_What is being asked_
Copy the items below line for line, with no changes.

_Entries from a dataset_
START

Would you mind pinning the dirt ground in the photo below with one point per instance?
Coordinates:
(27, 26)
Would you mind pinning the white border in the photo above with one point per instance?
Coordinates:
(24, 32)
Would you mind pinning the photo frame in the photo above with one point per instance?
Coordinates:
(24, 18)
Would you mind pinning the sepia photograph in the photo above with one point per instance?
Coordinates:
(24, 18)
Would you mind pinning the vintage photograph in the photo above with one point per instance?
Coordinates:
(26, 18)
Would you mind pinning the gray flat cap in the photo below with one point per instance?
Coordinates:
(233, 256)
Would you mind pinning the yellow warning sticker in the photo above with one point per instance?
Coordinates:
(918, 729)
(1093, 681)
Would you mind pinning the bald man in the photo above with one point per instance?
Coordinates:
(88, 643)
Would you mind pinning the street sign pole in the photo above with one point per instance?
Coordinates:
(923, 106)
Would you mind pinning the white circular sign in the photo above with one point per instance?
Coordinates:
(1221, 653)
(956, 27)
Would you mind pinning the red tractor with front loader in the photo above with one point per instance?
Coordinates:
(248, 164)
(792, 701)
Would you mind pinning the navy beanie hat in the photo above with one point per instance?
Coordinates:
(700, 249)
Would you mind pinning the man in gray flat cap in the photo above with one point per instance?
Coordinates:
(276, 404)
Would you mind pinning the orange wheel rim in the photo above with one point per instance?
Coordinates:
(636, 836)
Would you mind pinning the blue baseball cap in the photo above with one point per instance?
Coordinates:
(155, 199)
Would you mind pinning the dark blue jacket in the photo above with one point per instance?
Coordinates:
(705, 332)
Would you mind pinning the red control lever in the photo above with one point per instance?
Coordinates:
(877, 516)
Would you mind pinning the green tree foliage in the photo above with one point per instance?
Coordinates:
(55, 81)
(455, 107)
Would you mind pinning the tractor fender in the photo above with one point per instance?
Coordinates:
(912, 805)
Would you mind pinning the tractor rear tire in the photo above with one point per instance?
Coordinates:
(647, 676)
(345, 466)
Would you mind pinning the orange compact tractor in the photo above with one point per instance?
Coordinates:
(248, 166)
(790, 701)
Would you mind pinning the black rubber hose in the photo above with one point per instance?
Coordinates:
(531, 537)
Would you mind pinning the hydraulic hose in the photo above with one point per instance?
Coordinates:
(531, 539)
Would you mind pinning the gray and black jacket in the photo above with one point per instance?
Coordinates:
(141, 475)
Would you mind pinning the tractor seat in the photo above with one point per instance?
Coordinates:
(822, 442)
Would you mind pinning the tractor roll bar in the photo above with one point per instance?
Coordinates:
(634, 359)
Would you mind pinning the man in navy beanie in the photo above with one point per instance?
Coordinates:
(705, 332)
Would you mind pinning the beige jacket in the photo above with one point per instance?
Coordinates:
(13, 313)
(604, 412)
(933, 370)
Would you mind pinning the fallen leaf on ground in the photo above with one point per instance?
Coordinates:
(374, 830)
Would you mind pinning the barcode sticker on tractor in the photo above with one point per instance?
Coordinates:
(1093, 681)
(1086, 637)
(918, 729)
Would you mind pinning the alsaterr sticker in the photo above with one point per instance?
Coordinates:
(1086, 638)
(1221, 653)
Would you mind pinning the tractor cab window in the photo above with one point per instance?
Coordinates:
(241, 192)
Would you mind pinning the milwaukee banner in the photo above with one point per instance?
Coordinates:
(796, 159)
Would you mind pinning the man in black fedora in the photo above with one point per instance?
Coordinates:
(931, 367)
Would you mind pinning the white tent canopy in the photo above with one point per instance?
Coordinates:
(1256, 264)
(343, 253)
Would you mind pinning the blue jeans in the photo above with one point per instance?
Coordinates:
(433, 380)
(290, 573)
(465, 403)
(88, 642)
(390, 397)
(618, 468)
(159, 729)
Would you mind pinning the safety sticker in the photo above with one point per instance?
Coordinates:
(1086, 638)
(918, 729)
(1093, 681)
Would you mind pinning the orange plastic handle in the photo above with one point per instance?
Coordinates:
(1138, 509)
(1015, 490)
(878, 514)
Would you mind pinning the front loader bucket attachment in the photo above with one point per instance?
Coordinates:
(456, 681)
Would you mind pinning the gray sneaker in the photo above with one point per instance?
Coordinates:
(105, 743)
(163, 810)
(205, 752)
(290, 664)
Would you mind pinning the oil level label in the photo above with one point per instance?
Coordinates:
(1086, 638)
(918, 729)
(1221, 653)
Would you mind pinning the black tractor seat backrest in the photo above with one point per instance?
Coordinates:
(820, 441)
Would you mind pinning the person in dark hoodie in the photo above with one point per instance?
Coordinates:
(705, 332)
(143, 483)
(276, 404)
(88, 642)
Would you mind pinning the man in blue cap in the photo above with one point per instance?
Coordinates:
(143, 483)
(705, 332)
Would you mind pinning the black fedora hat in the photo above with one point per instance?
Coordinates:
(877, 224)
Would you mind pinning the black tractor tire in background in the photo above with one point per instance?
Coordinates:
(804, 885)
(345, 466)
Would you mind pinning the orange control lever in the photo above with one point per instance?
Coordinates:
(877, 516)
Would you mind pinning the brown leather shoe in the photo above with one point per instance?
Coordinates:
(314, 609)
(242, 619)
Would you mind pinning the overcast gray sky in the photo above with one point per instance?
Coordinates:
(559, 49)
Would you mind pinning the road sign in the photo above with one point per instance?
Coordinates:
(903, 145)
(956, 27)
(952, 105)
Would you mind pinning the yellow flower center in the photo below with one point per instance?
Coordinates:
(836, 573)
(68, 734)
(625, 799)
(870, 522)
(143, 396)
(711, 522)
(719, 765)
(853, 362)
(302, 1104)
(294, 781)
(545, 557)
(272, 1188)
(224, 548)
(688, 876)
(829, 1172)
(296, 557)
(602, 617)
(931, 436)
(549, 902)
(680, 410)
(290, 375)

END

_Task result_
Would you mind pinning the dirt ground in the photo below with one point per instance?
Coordinates:
(27, 26)
Would you mind pinning the white border in the photo above with one point per instance?
Coordinates:
(24, 32)
Would you mind pinning the photo frame in the photo above with one point per instance?
Coordinates:
(24, 18)
Would you mind pinning the sepia photograph in the photo above with one point per instance?
Coordinates:
(24, 18)
Would you mind pinning the vintage photograph in the photo above with one point per instance?
Coordinates:
(26, 18)
Would you mind pinning the gray flat cap in the photo below with one point per instance?
Coordinates:
(233, 256)
Would you mind pinning the yellow warning sticker in the photo above with one point per instance?
Coordinates:
(918, 729)
(1093, 681)
Would you mind pinning the bald man in the photo above with one point per instance?
Coordinates:
(88, 643)
Would you mind pinning the street sign pole in the photo above with one point per instance?
Coordinates:
(923, 106)
Would you mind pinning the white circular sign in the photo above with one point per instance?
Coordinates:
(1221, 653)
(956, 27)
Would you mind pinning the red tractor with front loader in the photo above with one point per instance?
Coordinates:
(248, 164)
(792, 701)
Would you mind pinning the navy beanie hat in the photo above with one point per instance?
Coordinates:
(700, 249)
Would you mind pinning the man in gray flat cap in the photo above with one point per instance?
Coordinates:
(276, 404)
Would you mind pinning the orange wheel rim in the photo above with one point per instance?
Coordinates:
(636, 836)
Would you mind pinning the blue baseball cap in the photo above with one point per instance?
Coordinates:
(155, 199)
Would you mind pinning the dark blue jacket in the photo above with one point per instance?
Coordinates:
(705, 332)
Would you mind pinning the red control lever in the photo above with one point per instance?
Coordinates:
(877, 516)
Would you mind pinning the green tree foliage in the photo above with one point per instance?
Coordinates:
(55, 81)
(455, 107)
Would you mind pinning the tractor fender in the photo above with one point per instance?
Coordinates:
(912, 805)
Would you mind pinning the tractor rear tire in the photo above with one point per instance?
Coordinates:
(647, 676)
(345, 466)
Would you mind pinning the orange compact tractor in the photo above with one point per instance?
Coordinates:
(248, 166)
(790, 701)
Would you mind pinning the black rubber hose in the photo above with one point per instance?
Coordinates:
(531, 537)
Would you mind pinning the hydraulic hose in the photo above with one point per instance?
Coordinates:
(531, 539)
Would you mind pinning the gray and black jacket in the photo above with one point per instance?
Coordinates:
(141, 475)
Would you mind pinning the tractor seat in the photo above with one point per instance?
Coordinates:
(822, 442)
Would you mind pinning the tractor roll bar in the photo above with one point per instance?
Coordinates:
(634, 359)
Would you mind pinning the man in navy beanie in the photo above with one point per instance?
Coordinates:
(705, 332)
Would you mind pinning the beige jacket in the photo above with one point per instance?
Coordinates:
(13, 313)
(604, 412)
(933, 370)
Would you mind pinning the fallen leaf on ground in the photo above with one point per instance?
Coordinates:
(374, 830)
Would you mind pinning the barcode sticker on tractor in the photo above with one point per instance?
Coordinates:
(1093, 681)
(1086, 637)
(918, 729)
Would you mind pinning the alsaterr sticker in the photo above with one point per instance?
Coordinates:
(1086, 638)
(1221, 653)
Would you mind pinning the tractor cab window in the photo above with one point per instance?
Coordinates:
(241, 192)
Would you mind pinning the milwaukee banner in the photo above with one point per instance?
Coordinates:
(796, 159)
Would you mind pinning the man in black fedora in the photo above with one point per instance?
Coordinates:
(931, 367)
Would you mind pinning the white tent canopy in the photo above with one point per instance?
Coordinates:
(1256, 264)
(343, 253)
Would you mind pinning the blue jeans in the photo above with one point per instance?
Coordinates:
(433, 380)
(290, 573)
(465, 403)
(88, 642)
(390, 397)
(618, 468)
(159, 729)
Would you mind pinning the safety sticker in the photo above with one point per instance?
Coordinates:
(1086, 638)
(918, 729)
(1093, 681)
Would you mind pinning the orange plastic handle in the photo above with one point per instance?
Coordinates:
(1138, 509)
(1015, 490)
(878, 514)
Would you mind pinning the front loader bucket attachment in the photo above with one point per instance?
Coordinates:
(456, 681)
Would you mind pinning the gray sneaker in the photo above with one point per instance?
Coordinates:
(105, 743)
(163, 810)
(205, 752)
(290, 664)
Would you mind pinning the oil level label in the photo above with one point per instance?
Coordinates:
(1086, 638)
(918, 729)
(1221, 653)
Would you mind pinning the black tractor seat backrest in the photo above with one point per instance?
Coordinates:
(820, 441)
Would you mind pinning the person in dark hoodie in the photo above with one point per instance?
Coordinates:
(705, 332)
(143, 483)
(276, 404)
(88, 642)
Would you mind pinning the man in blue cap in the photo above with one point per instance?
Coordinates:
(143, 483)
(705, 332)
Would you mind pinning the black fedora hat in the photo above with one point per instance?
Coordinates:
(877, 224)
Would you mind pinning the black tractor tire in background in the photo above with one point per instance?
Coordinates:
(804, 885)
(345, 466)
Would you mind pinning the orange control lever in the photo above with one point per instance?
Coordinates:
(877, 516)
Would you mind pinning the brown leather shoe in the photo above with one point per instance?
Coordinates:
(314, 609)
(242, 619)
Would you mind pinning the overcast gray sky in the photo above with one point per instance?
Coordinates:
(559, 49)
Would you mind pinning the road sign in the photo above with one point per instance?
Coordinates:
(903, 145)
(956, 27)
(952, 105)
Would you mind pinning the yellow flower center in the photo below with one point per instance?
Coordinates:
(836, 573)
(68, 734)
(625, 799)
(870, 522)
(143, 396)
(711, 522)
(719, 765)
(853, 362)
(302, 1104)
(294, 781)
(545, 557)
(272, 1188)
(224, 548)
(688, 876)
(829, 1172)
(296, 557)
(602, 617)
(931, 436)
(549, 902)
(680, 410)
(290, 375)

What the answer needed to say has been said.